▸ TASK PROMPT:
Quote each of the following records line for line, changing nothing.

(Records taken from a collection)
··········
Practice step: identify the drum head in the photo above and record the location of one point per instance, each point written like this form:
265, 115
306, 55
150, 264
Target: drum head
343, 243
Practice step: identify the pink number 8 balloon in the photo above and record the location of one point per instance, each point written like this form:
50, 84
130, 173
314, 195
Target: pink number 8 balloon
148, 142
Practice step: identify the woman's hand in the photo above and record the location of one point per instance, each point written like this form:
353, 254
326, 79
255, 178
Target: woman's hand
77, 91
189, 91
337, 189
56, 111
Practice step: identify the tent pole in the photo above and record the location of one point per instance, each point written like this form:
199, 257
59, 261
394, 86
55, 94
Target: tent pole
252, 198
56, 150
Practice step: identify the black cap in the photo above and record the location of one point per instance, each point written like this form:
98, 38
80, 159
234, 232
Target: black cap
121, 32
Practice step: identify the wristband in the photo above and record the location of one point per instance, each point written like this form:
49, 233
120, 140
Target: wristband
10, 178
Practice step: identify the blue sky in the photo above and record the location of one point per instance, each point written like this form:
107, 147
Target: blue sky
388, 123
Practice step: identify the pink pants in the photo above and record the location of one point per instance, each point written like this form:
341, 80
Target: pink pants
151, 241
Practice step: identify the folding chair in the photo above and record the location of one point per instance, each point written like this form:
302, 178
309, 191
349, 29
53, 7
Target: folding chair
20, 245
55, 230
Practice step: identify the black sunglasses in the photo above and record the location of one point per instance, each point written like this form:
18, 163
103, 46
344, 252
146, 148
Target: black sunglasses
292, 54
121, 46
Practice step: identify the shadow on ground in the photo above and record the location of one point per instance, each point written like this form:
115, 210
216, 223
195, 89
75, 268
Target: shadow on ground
··········
▸ SOLUTION FOR THIS PROBLEM:
Practice step: identify the drum head in the photo above and record the location of one point per instance, each point written like this form:
265, 115
306, 55
150, 264
Target: drum head
343, 243
Practice step: identify the pink number 8 balloon in the photo above and record the location of one point per instance, each point written like this form:
50, 84
130, 173
314, 195
Target: pink number 8 balloon
148, 142
Practice step: identify the woman's hand in the photo above and record the location of one point per instance, each point written like this form:
353, 254
326, 79
255, 178
Target: woman's hand
77, 91
189, 91
337, 189
56, 111
Practice step: identify the tent pole in the photo above and record the location of one point per instance, each point written like this form:
199, 257
59, 261
394, 86
55, 94
Target: tent pole
252, 198
56, 150
Practice step: identify the black cap in the photo above and record the location of one point per instance, each point written like this form:
98, 38
80, 159
234, 232
Target: black cap
121, 32
Practice step: identify the wristband in the photo above and record the location of one point per instance, each point written like this form:
49, 233
120, 140
Target: wristband
10, 178
Practice step: identify the blue sky in the photo above and record the location of one point per instance, each point written like this form:
107, 147
Target: blue sky
388, 123
Practice step: identify the pink pants in the photo above and record the location of one point per instance, each point written like this form:
341, 80
Target: pink pants
151, 241
Practice step: identify the folding chair in the photo above and record the location of one point per instance, each point written like this form:
302, 178
309, 191
349, 29
53, 7
Target: folding chair
20, 245
55, 230
Practice step: identify the black sunglasses in the photo above and record the location of one point per instance, each point written like this form:
18, 163
103, 46
344, 252
146, 148
Target: black sunglasses
292, 54
121, 46
Practice step: identify the shadow on ground in the photo above and record the location of one point per instance, each point written like this form:
115, 210
216, 223
195, 89
75, 268
Target: shadow on ground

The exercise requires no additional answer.